Do this: Could you transcribe the lines below word for word, starting at the line that contains "like x=328 y=197." and ending at the line that contains "x=553 y=245", with both of those lines included?

Lines excerpted from a collection
▶

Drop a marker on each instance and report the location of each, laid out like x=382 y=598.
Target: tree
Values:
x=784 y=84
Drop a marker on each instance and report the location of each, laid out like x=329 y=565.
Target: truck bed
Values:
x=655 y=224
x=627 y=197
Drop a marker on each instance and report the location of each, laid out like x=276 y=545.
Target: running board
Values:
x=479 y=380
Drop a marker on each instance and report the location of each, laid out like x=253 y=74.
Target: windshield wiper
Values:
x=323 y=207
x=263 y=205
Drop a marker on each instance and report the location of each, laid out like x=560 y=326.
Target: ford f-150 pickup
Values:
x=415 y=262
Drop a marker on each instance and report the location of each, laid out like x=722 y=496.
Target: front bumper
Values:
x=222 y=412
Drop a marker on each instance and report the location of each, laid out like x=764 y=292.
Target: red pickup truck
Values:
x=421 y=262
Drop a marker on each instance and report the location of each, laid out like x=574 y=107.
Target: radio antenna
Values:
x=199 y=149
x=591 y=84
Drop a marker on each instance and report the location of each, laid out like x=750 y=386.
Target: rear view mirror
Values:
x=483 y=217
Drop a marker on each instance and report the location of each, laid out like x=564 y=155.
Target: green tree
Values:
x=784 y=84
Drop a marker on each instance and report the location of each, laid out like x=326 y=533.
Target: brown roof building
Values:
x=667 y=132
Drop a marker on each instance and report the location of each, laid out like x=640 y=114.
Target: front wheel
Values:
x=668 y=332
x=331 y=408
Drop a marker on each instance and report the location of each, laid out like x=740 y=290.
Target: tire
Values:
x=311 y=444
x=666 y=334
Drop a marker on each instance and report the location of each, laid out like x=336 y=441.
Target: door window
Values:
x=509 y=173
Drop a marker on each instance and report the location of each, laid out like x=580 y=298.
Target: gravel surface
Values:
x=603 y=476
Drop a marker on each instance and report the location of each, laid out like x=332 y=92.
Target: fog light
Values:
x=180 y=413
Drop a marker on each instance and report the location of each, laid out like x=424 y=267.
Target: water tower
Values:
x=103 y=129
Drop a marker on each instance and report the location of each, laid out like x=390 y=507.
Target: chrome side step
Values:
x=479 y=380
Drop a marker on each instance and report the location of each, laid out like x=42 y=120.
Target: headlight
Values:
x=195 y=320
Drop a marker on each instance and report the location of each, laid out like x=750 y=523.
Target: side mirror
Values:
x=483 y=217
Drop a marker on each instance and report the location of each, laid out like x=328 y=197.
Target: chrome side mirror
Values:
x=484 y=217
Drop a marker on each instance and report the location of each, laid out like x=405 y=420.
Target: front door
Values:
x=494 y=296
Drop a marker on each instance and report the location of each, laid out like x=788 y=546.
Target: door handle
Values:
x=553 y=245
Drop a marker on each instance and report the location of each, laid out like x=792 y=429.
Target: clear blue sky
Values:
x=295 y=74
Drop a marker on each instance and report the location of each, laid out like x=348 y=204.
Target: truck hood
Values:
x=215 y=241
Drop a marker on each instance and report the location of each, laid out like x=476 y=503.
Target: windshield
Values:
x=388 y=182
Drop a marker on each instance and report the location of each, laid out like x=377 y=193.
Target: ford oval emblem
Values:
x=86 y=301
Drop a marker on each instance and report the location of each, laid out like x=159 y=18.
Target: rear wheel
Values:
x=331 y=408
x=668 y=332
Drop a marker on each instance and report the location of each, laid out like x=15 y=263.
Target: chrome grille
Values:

◀

Worked answer:
Drop a marker on each instance and report the location of each, laid out like x=328 y=197.
Target: chrome side mirror
Values:
x=484 y=217
Drop a marker on each instance and report the location of each, laid out like x=405 y=420.
Target: front door
Values:
x=494 y=296
Drop a marker on each instance and report the location of each, laid out like x=788 y=546.
Target: door handle
Values:
x=553 y=245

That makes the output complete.